> **EXERCISE PROMPT**
Take the records below and retype them line by line, from the first line through the one containing "fan blade accordingly"; stop there.

> **RAW DATA**

################

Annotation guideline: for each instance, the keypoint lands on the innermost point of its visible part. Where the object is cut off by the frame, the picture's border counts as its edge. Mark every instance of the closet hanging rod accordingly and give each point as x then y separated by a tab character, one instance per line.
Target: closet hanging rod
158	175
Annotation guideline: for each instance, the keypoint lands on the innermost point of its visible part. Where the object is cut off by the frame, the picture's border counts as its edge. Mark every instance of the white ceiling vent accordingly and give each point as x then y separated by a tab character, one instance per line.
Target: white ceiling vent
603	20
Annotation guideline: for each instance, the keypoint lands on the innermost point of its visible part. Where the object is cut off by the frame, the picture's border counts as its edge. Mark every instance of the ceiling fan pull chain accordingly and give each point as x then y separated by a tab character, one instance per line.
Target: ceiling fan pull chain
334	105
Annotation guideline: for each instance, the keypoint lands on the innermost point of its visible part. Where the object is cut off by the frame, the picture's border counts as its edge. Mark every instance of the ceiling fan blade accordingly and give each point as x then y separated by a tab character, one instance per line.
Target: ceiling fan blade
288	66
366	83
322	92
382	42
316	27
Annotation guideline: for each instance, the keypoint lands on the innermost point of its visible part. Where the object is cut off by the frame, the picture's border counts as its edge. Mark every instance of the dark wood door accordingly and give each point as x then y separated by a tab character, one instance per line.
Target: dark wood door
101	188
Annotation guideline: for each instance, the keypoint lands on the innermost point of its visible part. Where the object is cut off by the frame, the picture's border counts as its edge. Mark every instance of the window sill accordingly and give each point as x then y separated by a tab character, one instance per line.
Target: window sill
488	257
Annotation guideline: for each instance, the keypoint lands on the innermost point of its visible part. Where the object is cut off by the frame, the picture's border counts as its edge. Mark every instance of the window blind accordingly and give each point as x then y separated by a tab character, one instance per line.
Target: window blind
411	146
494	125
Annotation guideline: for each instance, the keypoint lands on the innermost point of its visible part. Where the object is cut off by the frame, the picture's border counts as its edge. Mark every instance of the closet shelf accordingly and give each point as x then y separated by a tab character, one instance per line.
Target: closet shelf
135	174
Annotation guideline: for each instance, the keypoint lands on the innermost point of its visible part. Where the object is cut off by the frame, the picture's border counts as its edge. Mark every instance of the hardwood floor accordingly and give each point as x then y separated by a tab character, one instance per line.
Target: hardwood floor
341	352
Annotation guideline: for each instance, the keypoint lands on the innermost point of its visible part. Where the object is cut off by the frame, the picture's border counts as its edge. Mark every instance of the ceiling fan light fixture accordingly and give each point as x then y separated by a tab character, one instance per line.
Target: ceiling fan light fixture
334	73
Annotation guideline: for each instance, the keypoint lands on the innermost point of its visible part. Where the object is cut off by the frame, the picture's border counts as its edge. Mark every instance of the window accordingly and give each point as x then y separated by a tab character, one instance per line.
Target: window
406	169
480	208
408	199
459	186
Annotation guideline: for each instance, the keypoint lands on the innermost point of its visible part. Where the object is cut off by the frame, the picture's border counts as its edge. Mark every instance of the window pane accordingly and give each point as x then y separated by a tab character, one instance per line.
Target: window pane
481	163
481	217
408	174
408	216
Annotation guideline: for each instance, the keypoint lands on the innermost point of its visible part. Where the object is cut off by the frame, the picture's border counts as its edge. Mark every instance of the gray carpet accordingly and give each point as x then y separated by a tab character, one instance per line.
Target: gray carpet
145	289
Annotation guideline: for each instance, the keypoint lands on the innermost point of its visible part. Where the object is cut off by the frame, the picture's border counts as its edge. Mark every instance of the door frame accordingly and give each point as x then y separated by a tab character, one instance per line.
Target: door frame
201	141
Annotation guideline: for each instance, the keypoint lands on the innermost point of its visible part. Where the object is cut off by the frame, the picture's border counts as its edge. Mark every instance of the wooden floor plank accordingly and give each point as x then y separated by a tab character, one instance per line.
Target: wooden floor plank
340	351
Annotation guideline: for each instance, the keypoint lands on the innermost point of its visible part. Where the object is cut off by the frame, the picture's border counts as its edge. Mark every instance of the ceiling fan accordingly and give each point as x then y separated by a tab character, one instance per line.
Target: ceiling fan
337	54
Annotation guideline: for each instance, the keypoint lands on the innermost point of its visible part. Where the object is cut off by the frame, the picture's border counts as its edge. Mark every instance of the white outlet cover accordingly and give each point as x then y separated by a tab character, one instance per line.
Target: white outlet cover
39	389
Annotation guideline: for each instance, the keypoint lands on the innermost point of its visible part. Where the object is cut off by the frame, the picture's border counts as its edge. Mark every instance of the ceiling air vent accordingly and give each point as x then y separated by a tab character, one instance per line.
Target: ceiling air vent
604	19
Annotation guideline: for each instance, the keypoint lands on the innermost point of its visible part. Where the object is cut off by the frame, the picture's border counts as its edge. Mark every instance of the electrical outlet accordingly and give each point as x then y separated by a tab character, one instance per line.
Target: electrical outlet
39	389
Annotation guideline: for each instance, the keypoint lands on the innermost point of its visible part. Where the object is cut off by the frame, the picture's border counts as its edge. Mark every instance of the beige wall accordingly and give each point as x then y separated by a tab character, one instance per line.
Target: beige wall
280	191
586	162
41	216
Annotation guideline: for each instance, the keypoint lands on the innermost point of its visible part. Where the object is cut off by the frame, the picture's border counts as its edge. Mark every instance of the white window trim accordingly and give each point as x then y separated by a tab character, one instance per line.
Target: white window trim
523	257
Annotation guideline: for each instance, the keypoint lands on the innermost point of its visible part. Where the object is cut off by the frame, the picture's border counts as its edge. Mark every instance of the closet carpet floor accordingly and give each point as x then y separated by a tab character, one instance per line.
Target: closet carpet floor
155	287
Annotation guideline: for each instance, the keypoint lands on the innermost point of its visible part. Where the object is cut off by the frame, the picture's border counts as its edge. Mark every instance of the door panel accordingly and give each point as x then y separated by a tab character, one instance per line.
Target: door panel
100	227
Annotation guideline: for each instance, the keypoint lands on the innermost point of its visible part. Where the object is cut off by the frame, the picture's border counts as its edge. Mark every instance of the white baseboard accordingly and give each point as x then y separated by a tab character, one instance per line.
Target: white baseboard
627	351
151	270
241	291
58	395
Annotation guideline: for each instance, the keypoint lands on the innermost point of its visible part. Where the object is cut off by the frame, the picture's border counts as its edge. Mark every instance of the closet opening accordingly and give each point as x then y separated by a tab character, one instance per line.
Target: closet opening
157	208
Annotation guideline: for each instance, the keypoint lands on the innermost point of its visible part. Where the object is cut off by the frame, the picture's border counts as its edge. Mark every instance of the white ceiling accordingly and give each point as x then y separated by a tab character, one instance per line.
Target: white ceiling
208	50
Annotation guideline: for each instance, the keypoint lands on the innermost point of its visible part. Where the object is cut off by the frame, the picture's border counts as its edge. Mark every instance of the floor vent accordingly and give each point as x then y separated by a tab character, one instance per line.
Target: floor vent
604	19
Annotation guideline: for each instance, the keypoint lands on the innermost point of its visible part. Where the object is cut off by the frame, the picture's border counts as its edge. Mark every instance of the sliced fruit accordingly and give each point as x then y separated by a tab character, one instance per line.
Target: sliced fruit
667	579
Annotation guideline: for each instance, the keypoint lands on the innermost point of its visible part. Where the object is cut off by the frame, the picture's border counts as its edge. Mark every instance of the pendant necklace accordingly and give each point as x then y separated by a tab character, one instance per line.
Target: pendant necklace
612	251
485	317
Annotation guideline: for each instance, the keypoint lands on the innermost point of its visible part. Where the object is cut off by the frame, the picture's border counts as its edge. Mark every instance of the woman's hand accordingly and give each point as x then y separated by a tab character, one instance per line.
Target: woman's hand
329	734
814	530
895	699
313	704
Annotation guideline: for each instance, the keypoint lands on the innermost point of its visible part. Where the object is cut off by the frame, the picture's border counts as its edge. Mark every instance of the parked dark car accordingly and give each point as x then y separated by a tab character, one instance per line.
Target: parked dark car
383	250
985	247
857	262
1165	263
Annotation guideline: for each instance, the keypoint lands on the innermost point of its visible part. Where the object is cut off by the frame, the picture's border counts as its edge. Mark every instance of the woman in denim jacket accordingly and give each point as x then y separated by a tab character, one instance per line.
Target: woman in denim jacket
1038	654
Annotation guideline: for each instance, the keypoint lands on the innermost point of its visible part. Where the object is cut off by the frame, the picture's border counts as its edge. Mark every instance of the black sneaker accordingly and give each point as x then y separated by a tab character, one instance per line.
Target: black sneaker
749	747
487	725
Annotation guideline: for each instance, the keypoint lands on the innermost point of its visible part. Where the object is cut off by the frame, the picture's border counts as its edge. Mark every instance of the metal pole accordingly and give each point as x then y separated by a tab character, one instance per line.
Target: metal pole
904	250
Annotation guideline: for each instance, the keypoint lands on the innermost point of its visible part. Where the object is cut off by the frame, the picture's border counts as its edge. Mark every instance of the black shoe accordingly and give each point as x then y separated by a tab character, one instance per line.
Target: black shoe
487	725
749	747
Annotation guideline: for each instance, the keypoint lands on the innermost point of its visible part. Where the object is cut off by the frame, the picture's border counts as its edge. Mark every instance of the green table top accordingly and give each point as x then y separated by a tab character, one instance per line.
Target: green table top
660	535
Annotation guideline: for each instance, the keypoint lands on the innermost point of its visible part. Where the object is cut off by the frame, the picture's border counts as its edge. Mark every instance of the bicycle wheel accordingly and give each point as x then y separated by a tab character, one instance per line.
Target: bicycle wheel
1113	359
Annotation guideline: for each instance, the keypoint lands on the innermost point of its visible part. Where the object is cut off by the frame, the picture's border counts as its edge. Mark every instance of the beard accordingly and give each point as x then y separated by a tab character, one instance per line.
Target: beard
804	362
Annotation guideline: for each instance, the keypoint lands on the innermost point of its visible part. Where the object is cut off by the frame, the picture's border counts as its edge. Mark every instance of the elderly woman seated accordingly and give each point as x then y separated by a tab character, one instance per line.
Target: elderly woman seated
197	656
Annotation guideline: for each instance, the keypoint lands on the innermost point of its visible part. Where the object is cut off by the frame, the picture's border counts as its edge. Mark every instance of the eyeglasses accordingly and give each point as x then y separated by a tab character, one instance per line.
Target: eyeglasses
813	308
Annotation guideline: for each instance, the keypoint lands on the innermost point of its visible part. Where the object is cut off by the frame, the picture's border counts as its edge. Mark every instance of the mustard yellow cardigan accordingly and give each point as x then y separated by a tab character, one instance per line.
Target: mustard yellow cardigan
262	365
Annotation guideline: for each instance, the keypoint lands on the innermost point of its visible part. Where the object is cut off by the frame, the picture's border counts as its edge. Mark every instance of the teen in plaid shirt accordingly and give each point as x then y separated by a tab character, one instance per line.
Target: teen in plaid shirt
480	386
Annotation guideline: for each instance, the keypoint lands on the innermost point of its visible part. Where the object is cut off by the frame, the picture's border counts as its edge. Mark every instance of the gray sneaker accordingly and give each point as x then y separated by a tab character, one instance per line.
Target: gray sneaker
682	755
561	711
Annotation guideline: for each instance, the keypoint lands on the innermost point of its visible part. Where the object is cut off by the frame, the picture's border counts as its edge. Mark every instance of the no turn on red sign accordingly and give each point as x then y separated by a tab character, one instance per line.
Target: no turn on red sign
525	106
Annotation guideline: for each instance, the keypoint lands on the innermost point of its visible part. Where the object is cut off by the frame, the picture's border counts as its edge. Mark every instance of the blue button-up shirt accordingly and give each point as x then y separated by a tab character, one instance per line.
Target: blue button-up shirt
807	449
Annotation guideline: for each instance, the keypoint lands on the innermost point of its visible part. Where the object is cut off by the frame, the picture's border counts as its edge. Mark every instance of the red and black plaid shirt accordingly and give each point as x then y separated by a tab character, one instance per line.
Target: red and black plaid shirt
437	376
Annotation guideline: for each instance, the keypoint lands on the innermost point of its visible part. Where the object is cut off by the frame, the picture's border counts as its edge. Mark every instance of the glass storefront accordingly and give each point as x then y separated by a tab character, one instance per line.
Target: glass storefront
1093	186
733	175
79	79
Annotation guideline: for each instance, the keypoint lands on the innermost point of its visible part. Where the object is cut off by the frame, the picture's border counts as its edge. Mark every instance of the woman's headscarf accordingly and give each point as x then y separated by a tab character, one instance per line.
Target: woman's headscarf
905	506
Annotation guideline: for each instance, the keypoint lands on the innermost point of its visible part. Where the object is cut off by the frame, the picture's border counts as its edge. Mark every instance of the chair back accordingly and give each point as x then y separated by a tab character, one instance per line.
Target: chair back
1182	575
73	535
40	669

################

> **REPLY**
Annotation guideline: for each instance, the keypoint lands on the innermost point of its visible part. Where the object is cut off by the frame, the picture's border counts as its edge. Mark every instance of the closet hanging rod accordingly and give each point as x then y separated by a tab character, one instance per line.
Target: closet hanging rod
158	175
Annotation guideline: for each instance, the keypoint lands on the innermost point of its visible part. Where the object is cut off by the frame, the picture's border counts as its edge. Mark every instance of the white ceiling vent accordingly and give each point as x then y separated by a tab character, one instance per line.
Target: white ceiling vent
603	20
Annotation guideline: for each instance, the keypoint lands on the innermost point of its visible part. Where the object is cut off by the frame, the picture's border counts as its edge. Mark every instance of the ceiling fan pull chain accordingly and give each point as x then y separated by a tab character, one instance per line.
Target: ceiling fan pull chain
334	105
Annotation guideline: for each instance, the keypoint lands on the innermost point of its visible part. Where the object is cut off by the frame, the picture's border counts as its edge. Mark every instance of the ceiling fan blade accordingly and give each point as x then y separated by a tab character, one instance per line.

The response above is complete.